◆ KUTIPAN TERPILIH ◆
%%

Ada beberapa karakteristik yang mendasari sistem
akuntansi syariah yaitu:
a. Uang merupakan alat
tukar dan bukan merupakan komoditi yang dapat diperjualbelikan.
b. Tidak dikenal adanya
konsep value of money.
c. Tidak diperkenankan
kegiatan yang bersifat spekulatif karena adanya ketidakpastian.
d. Tidak diperkenankan dua
transaksi untuk satu barang.
e. Tidak diperkenankan dua
harga satu barang (IAI, 2003).
Dengan beberapa karakteristik tersebut kemudian
dijabarkan dalam aplikasi operasi akuntansi syariah kepada prinsip-prinsip
pengimpunan dana meliputi: dana modal yaitu dana dari pendiri perusahaan dan
dari para pemegang saham perusahaan tersebut, dana titipan masyarakat yang
dikelola dengan sistem wadi’ah, dan dana yang diinvestasikan melalui
perusahaan dalam bentuk dana investasi khusus (Mudharabah Muqayyadah)
atau investasi terbatas ( Mudharabah Mutlaqoh) (Al-Qardawi Yousof, 1405
H). Biasanya dilakukan oleh Bank Syariah sebagai perantara antara investor
(Shohibul maal) dengan pengelola dana (mudhorib)..
Pengertian dari masing-masing transaksi tersebut yang
bisa diimplementasikan dalam perusahaan antara lain (AAOIFI/ ,2004);(MASB,2003);(IAI,2003):
a. Musyarakah
Musyarakah adalah akad kerjasama di antara para pemilik modal yang mencampurkan
modal mereka untuk tujuan mencari keuntungan. Dalam pembiayaan musyarakah mitra (perusahaan) dan bank syariah sama-sama menyediakan modal untuk
membiayai suatu usaha tertentu, baik yang sudah berjalan mahupun yang baru.
Selanjutnya mitra dapat mengembalikan modal tersebut berikut bagi hasil yang
telah disepakati. Pembiayaan musyarakah dapat
diberikan dalam bentuk kas, setara kas, atau aktiva non-kas, termasuk aktiva
tidak berwujud, seperti lisensi dan hak paten.
Setiap mitra tidak dapat menjamin mitra lainnya, oleh karena
itu setiap mitra dapat meminta mitra lainnya untuk menyediakan jaminan atas
kelalaian atau kesalahan yang disengaja. Keuntungan musyarakah dibagi
diantara para mitra, baik secara proporsional sesuai dengan dana yang
disetorkan (baik berupa kas mahupun aktiva lainnya) maupun sesuai nisbah yang
disepakati oleh semua mitra. Sedangkan kerugian dibebankan secara proporsional
sesui dengan dana yang disetorkan (baik berupa kas mahupun aktiva lainnya).

%%

◆ ISI DATA ◆
%%

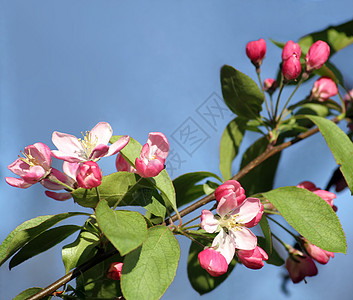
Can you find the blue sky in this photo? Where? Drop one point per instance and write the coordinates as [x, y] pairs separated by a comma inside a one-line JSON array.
[[151, 66]]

%%

◆ KETENTUAN LATIHAN ◆
(a) Salin dengan tepat bagian teks akuntansi syariah yang dimulai dari "atau investasi terbatas" dan berakhir pada "pengelola dana (mudhorib)..".
(b) Jawablah pertanyaan berikut berdasarkan teks akuntansi syariah.
(i) Menurut teks itu, uang merupakan apa?
(ii) Dengan sistem apa dana titipan masyarakat dikelola?
(iii) Bagaimana kerugian dalam musyarakah dibebankan?

◆ HASIL TIAP TUGAS ◆
(a)
atau investasi terbatas ( Mudharabah Mutlaqoh) (Al-Qardawi Yousof, 1405
H). Biasanya dilakukan oleh Bank Syariah sebagai perantara antara investor
(Shohibul maal) dengan pengelola dana (mudhorib)..

(b)
(i) Uang merupakan alat tukar dan bukan merupakan komoditi yang dapat diperjualbelikan.
(ii) Dana titipan masyarakat dikelola dengan sistem wadi'ah.
(iii) Kerugian dibebankan secara proporsional sesuai dengan dana yang disetorkan, baik berupa kas maupun aktiva lainnya.